* [Task instructions]: Search the material below for the word "vest" and copy every line in which it occurs.

○ ○ ○ ○ ○

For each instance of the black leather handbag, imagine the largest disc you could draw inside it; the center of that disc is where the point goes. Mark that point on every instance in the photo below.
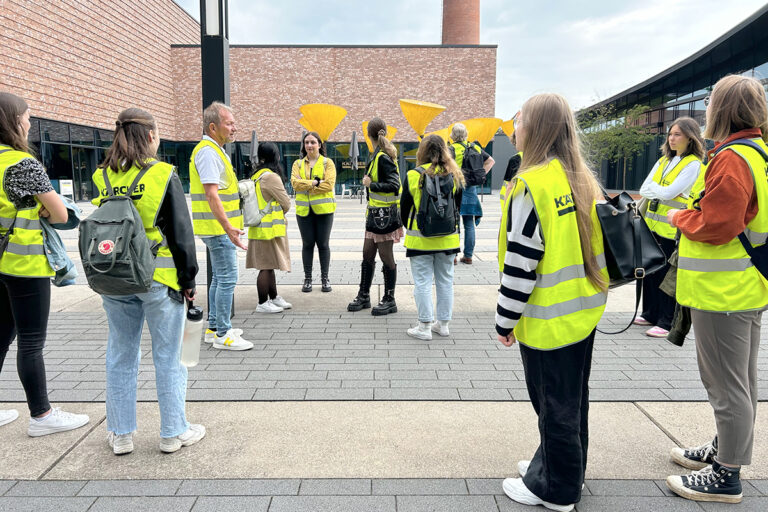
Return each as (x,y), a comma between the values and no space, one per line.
(631,251)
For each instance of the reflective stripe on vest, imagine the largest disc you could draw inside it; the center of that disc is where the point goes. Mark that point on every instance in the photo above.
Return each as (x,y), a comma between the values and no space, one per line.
(203,220)
(380,199)
(25,254)
(413,237)
(272,224)
(657,219)
(564,306)
(148,197)
(722,277)
(320,202)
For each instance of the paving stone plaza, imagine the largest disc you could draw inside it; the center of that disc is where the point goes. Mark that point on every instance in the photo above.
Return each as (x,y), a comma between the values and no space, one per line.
(336,411)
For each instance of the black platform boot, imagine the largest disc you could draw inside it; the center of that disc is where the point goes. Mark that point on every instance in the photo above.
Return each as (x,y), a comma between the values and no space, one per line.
(363,299)
(387,304)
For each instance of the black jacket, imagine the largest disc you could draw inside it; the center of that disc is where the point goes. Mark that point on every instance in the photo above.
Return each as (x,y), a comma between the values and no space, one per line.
(175,224)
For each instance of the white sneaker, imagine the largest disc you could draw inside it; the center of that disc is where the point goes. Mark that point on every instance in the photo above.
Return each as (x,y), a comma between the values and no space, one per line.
(7,416)
(56,421)
(120,444)
(441,327)
(231,341)
(279,301)
(517,491)
(193,434)
(268,307)
(421,331)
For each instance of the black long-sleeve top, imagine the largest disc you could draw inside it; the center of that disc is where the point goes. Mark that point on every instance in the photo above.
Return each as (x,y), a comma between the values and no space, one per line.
(175,224)
(406,204)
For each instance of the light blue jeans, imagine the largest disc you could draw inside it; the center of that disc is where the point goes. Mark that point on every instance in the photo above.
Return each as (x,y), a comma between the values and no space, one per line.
(424,268)
(223,254)
(165,319)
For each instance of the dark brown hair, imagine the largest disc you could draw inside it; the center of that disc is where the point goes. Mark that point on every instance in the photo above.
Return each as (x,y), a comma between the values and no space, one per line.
(12,107)
(690,129)
(315,135)
(131,144)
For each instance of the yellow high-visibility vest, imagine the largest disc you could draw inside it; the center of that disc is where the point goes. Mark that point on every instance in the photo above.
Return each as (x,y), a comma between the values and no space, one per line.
(321,202)
(273,222)
(565,306)
(25,254)
(722,277)
(657,219)
(203,221)
(147,197)
(413,237)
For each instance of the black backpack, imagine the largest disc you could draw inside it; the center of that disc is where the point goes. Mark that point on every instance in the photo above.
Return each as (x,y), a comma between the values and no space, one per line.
(472,165)
(437,214)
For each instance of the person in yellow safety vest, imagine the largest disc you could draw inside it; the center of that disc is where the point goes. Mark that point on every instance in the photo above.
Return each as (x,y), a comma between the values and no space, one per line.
(552,295)
(161,203)
(313,177)
(726,292)
(26,194)
(268,242)
(218,221)
(471,209)
(431,257)
(382,182)
(668,186)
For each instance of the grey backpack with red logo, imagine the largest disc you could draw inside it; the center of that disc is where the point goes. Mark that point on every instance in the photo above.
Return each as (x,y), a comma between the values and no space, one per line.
(117,256)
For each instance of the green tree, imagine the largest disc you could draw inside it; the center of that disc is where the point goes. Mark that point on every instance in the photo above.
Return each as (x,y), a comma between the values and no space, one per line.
(615,137)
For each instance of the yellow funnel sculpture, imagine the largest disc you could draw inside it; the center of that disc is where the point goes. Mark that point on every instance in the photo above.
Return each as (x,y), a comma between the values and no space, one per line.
(419,114)
(391,131)
(508,127)
(323,118)
(482,129)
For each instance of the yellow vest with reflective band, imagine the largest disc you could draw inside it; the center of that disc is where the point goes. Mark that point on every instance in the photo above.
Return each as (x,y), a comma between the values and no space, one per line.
(380,199)
(203,221)
(413,237)
(25,254)
(657,220)
(503,191)
(722,277)
(564,306)
(321,202)
(147,197)
(273,223)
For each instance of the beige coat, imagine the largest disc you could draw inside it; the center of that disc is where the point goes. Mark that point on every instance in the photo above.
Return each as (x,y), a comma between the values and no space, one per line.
(275,253)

○ ○ ○ ○ ○

* [Response to this exercise]:
For each instance of the reflective stripe on vest, imagine the largest disc you could draw inside it; the center of that disc is where the point goes. Mark that point on every instance in the photo above.
For each instance of the yellow high-visibility vest, imagine the largest disc you could draw inside it; the center of that disc is where the point goes. Mark that point on every instance in the photo above.
For each instance of the person in yellow safety vest, imagine the largest disc you could draw inside it; the center of that disc is where the point goes. Mark that point on every instance in the photo above.
For each instance of the yellow vest with reflective band, imagine the largest disc you could draw inside it; the center of that disc is where the point goes. Mark that point on every instance in the photo above.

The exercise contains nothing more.